These financial realities suggest there may be no magic answer to the challenges facing today’s journalism and raises the question: is the Daily Memphian reinventing journalism, as it has often boasted, or is it merely the old Gannett Commercial Appeal under a nonprofit structure.
Daily Memphian’s first full year of operations was 2019 after launching in September, 2018. Asked about the losses, Publisher Eric Barnes said the newspaper is still “very much a start-up and was always projected to lose money through the first 4-5 years.” He said losses in 2020 were less than $1.4 million.
A 2017 statement filed with the IRS projected total expenses for 2019 and 2020 respectively at $3.1 and $3 million with salary costs of $2.1 and $2.2 million. Actual results outstripped the projections with expenses of $4.8 and salaries of $3.2 million. At that time, the Daily Memphian projected a loss of roughly $1.8 million in 2019 and $1.2 million in 2020. The 2020 IRS report has not been filed with the IRS.
One thing is clear. Daily Memphian’s ambitions are expansive – and expensive.
The Hunt For 25,000 Subscribers
In the past year, frequent calls for public contributions and subscribers seemed to indicate financial concerns but the pleas – perhaps coincidentally – seemed to lessen after the newspaper received $661,000 from the federal Paycheck Protection Program, funding it grudgingly acknowledged although it had reported on other companies’ funding.

JOB:
According to the passage on the Daily Memphian's finances, how much did the newspaper receive from the federal Paycheck Protection Program?

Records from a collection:
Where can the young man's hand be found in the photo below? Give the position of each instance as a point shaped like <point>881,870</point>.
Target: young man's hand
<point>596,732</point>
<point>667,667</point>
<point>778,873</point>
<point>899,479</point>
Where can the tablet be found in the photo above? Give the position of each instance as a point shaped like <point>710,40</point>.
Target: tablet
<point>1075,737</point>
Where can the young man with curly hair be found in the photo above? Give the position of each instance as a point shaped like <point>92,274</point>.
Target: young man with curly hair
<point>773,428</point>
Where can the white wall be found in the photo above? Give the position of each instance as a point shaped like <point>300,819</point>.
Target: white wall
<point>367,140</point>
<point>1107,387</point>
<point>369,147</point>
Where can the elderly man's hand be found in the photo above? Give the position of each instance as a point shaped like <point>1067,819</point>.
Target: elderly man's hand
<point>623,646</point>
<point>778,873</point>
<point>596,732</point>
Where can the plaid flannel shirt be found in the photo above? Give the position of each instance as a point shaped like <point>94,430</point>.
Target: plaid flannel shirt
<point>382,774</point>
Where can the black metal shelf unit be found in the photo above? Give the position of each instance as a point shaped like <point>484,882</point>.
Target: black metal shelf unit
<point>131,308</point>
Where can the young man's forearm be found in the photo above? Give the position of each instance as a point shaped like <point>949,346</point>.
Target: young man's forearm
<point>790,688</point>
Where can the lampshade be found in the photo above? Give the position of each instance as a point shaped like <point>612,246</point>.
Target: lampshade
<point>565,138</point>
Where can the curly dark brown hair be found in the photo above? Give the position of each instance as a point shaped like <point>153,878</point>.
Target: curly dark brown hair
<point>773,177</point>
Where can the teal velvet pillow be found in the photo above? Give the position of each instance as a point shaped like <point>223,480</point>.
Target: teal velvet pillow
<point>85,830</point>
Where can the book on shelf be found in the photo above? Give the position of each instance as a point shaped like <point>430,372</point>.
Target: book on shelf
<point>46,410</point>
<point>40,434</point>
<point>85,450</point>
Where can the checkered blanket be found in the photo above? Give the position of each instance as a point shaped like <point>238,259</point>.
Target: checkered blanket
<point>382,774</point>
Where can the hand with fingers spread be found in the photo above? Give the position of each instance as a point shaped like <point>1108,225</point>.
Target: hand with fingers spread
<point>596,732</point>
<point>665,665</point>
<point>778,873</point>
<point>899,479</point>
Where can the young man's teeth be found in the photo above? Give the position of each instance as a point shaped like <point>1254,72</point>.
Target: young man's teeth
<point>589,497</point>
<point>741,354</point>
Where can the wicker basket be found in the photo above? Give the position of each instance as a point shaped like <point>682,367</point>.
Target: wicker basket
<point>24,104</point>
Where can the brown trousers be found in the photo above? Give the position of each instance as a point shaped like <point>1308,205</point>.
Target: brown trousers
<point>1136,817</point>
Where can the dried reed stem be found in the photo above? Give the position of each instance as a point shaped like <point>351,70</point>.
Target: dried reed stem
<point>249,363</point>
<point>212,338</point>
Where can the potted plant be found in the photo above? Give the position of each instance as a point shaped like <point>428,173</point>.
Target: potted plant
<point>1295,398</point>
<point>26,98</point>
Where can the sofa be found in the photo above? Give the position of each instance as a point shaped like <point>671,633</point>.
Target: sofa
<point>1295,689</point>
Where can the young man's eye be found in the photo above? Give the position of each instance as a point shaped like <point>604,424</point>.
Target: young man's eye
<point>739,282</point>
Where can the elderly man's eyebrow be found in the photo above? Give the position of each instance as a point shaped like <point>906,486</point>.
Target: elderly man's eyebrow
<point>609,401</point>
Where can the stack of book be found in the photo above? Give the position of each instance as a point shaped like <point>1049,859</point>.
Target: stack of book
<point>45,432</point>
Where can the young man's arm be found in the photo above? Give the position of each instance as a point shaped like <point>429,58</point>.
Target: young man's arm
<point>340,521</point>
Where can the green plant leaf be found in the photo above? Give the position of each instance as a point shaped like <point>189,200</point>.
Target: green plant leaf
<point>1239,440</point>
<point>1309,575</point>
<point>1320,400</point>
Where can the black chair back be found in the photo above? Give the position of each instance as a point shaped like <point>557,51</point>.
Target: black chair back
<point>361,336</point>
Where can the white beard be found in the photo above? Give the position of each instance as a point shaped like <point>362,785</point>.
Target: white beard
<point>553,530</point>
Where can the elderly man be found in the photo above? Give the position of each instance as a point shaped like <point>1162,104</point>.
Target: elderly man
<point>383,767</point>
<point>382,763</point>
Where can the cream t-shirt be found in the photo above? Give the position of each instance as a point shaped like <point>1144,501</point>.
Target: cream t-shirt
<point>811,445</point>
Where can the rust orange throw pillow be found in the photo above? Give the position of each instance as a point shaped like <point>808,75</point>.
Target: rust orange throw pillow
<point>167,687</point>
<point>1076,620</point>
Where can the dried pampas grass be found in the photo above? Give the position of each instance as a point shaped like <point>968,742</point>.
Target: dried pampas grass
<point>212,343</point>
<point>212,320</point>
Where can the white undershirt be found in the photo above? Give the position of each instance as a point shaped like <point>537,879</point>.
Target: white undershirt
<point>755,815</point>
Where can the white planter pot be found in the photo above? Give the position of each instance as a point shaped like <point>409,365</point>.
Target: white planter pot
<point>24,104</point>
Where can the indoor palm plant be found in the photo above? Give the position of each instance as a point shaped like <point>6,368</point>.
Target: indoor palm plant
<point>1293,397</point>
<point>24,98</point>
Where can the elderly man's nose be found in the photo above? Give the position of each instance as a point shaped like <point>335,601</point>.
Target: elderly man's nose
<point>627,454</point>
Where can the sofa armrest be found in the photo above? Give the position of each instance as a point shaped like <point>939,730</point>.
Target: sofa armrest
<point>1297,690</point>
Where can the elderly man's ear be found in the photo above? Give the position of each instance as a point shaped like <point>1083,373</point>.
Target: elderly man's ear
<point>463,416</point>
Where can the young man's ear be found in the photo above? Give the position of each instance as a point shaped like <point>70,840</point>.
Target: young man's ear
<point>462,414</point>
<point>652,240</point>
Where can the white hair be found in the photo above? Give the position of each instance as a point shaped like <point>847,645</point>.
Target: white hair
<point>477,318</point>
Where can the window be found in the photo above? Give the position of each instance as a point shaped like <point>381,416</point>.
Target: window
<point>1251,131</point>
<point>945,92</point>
==
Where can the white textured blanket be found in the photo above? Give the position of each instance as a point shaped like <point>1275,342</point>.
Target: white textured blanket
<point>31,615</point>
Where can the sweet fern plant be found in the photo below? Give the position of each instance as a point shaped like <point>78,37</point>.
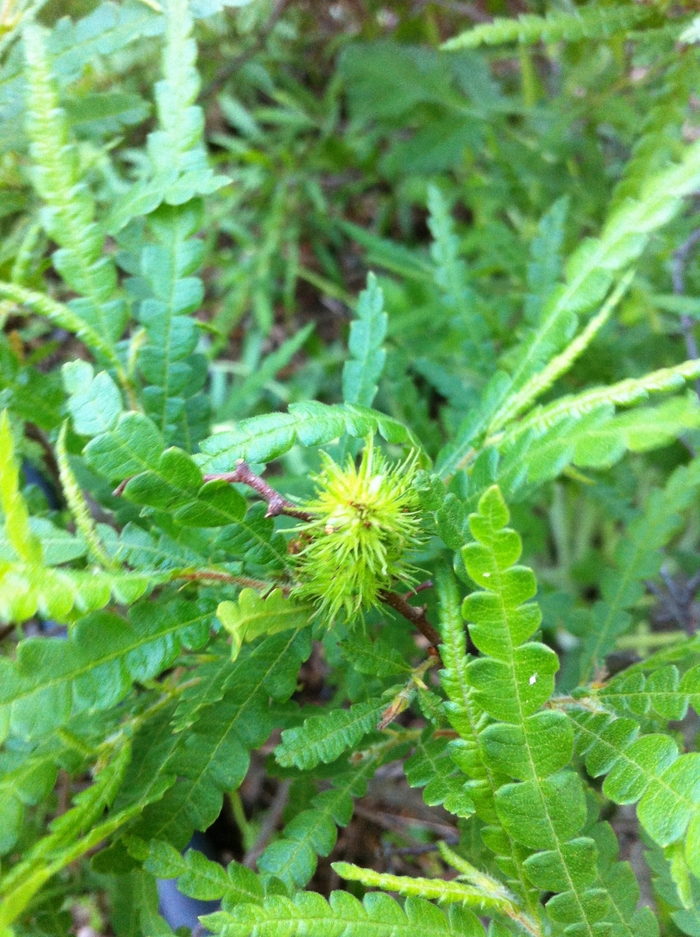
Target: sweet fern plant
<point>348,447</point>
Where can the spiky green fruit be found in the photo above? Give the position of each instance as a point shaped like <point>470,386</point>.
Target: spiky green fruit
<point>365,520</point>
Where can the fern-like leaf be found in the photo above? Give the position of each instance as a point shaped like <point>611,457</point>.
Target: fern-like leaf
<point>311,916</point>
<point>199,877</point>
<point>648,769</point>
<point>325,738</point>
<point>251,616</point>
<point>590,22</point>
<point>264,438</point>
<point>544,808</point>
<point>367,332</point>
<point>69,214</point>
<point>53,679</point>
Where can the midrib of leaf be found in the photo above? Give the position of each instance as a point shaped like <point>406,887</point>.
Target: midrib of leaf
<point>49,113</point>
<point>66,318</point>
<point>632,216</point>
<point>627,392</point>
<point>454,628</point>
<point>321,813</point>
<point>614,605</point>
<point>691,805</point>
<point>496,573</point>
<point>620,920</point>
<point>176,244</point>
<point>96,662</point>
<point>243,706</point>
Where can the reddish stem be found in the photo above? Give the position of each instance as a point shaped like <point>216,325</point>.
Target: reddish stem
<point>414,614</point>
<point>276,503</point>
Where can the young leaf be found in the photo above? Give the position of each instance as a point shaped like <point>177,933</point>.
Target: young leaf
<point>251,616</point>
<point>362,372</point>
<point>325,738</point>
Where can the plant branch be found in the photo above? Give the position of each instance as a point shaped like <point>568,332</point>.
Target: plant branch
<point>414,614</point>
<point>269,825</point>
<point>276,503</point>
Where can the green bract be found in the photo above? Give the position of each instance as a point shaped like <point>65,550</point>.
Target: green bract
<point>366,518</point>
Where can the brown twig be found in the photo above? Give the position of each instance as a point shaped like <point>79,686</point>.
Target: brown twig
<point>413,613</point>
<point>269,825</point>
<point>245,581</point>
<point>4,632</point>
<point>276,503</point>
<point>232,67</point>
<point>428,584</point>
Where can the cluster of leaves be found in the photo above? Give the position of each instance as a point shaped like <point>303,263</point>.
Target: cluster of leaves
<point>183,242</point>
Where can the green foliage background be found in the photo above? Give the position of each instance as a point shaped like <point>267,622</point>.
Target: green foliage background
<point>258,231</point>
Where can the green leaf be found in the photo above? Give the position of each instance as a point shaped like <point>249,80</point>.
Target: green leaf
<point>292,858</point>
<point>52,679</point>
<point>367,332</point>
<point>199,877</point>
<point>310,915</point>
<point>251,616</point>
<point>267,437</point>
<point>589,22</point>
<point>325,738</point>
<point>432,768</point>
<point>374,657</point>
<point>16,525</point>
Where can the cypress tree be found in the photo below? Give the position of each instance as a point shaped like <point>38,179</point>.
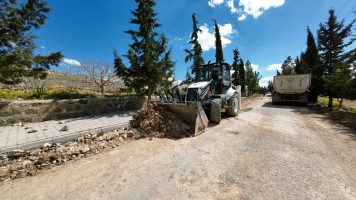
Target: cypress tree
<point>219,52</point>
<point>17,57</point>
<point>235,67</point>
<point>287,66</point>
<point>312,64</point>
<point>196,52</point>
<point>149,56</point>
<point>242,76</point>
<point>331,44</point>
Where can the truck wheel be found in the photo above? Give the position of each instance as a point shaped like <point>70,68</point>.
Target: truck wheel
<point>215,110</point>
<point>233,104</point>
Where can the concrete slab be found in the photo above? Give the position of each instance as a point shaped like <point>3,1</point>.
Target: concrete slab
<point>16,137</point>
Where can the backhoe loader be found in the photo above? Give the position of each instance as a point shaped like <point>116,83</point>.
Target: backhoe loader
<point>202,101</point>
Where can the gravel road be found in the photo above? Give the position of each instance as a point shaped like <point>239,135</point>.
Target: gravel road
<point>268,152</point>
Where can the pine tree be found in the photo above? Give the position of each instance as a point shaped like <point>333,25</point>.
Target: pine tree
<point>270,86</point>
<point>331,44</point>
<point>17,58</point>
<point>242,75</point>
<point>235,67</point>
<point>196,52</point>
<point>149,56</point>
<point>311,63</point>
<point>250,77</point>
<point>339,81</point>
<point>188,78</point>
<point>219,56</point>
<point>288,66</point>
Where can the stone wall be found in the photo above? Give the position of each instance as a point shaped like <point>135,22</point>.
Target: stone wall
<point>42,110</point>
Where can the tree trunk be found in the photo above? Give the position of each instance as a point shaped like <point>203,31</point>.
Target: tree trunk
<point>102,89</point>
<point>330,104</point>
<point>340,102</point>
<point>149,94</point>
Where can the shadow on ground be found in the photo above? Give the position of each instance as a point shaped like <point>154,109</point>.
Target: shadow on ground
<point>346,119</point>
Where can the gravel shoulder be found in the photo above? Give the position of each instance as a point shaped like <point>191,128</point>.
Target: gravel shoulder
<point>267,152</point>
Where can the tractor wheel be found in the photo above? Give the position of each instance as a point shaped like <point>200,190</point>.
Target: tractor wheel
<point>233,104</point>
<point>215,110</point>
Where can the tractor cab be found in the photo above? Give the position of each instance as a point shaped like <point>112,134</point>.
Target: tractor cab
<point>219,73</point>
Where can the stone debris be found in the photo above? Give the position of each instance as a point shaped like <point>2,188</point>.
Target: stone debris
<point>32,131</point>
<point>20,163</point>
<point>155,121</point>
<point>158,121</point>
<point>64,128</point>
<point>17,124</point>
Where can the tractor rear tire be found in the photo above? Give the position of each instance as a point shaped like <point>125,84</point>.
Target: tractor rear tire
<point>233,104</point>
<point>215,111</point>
==
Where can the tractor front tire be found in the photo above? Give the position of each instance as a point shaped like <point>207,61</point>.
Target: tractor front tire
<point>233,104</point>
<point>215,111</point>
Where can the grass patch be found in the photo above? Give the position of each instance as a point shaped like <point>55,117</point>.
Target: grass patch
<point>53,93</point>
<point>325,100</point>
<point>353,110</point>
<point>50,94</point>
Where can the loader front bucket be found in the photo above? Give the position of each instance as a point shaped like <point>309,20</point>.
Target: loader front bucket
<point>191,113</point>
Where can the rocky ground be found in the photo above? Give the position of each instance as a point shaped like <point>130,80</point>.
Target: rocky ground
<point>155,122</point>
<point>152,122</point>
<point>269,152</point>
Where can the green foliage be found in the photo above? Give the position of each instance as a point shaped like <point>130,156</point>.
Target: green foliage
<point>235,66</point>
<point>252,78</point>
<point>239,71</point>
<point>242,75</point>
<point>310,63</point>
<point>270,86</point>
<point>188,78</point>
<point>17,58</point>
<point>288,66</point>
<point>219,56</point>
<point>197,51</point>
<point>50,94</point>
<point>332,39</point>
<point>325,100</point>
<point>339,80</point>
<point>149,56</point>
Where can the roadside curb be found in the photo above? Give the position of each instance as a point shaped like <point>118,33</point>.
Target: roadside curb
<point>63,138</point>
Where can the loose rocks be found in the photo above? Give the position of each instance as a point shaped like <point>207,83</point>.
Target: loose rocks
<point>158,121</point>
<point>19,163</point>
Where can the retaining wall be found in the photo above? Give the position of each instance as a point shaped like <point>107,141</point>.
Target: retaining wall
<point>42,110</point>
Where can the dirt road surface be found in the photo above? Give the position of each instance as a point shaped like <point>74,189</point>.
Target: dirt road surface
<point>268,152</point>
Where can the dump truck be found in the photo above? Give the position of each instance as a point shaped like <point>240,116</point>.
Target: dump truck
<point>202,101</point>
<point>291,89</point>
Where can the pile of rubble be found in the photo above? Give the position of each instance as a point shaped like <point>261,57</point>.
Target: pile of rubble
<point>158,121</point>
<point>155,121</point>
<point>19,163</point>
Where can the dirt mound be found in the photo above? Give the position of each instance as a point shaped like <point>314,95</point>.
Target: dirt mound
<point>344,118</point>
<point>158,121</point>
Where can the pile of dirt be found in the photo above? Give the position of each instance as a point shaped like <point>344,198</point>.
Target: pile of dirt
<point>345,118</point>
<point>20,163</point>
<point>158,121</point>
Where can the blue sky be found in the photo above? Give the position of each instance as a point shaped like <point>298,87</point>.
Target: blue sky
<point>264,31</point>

RESULT FOR THIS TASK:
$661,000